What lines of the data hold the string "football"? Copy them all.

Stored data entries
==============================
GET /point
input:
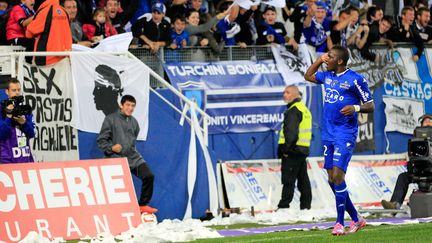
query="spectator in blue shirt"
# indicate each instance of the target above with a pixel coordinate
(316, 28)
(179, 36)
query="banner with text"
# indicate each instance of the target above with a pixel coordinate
(70, 200)
(258, 182)
(239, 96)
(49, 91)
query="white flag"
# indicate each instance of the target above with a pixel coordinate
(100, 80)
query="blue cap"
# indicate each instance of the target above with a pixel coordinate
(158, 7)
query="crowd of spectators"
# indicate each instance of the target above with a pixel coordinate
(176, 24)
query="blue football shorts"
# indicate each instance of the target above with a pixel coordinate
(337, 153)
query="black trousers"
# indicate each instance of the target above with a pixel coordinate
(401, 188)
(294, 168)
(147, 178)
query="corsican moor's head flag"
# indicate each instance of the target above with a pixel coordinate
(100, 81)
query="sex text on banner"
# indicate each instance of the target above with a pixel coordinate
(70, 200)
(258, 182)
(100, 81)
(239, 96)
(49, 91)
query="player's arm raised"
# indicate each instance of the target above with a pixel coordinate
(310, 73)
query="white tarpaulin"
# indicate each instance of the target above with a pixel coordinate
(48, 89)
(100, 81)
(258, 183)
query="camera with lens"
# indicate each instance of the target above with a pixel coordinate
(420, 158)
(19, 108)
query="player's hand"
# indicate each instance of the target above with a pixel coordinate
(20, 119)
(347, 110)
(116, 148)
(324, 58)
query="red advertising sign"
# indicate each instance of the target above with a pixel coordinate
(67, 199)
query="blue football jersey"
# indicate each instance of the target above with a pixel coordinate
(347, 88)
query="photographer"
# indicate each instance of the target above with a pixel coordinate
(403, 179)
(16, 127)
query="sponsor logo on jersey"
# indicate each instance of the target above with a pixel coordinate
(332, 96)
(344, 85)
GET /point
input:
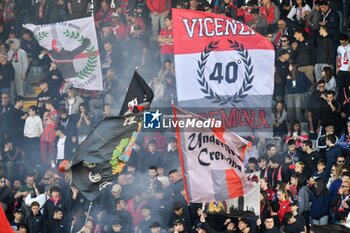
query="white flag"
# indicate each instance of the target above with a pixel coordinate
(73, 46)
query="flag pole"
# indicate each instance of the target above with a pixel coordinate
(88, 213)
==============================
→ SOLVED EXERCISE:
query="blue football shorts"
query="blue football jersey"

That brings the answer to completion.